= Task data =
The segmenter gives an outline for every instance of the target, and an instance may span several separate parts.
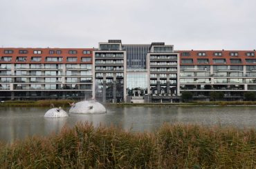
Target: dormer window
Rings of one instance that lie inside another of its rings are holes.
[[[215,57],[221,57],[222,53],[221,52],[214,52],[214,56]]]
[[[247,57],[254,57],[255,54],[254,54],[254,52],[247,52],[246,56]]]
[[[189,56],[190,56],[190,52],[182,52],[181,56],[183,56],[183,57],[189,57]]]
[[[230,52],[230,57],[238,57],[238,52]]]
[[[34,54],[42,54],[42,50],[34,50]]]
[[[205,52],[198,52],[197,54],[199,56],[199,57],[204,57],[204,56],[206,56],[206,54]]]

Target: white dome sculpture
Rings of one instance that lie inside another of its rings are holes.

= What the task requires =
Recast every row above as a numbered list, skipping any blank lines and omitting the picture.

= Solution =
1. The segmenter gives an outline for every instance of the target, and an instance may span several separate parts.
2. Target: dormer window
3. Rings of one instance that lie inside another of its rings are holes.
4. [[[215,57],[221,57],[222,53],[221,52],[214,52],[214,56]]]
5. [[[247,57],[254,57],[255,54],[254,54],[254,52],[247,52],[246,56]]]
6. [[[189,56],[190,56],[190,52],[182,52],[181,56],[183,56],[183,57],[189,57]]]
7. [[[230,52],[230,57],[238,57],[238,52]]]
8. [[[34,54],[42,54],[42,50],[34,50]]]
9. [[[205,52],[198,52],[197,54],[199,56],[199,57],[204,57],[204,56],[206,56],[206,54]]]
10. Target: white dome sculpture
11. Rings of one instance that lie inside another of its rings are holes.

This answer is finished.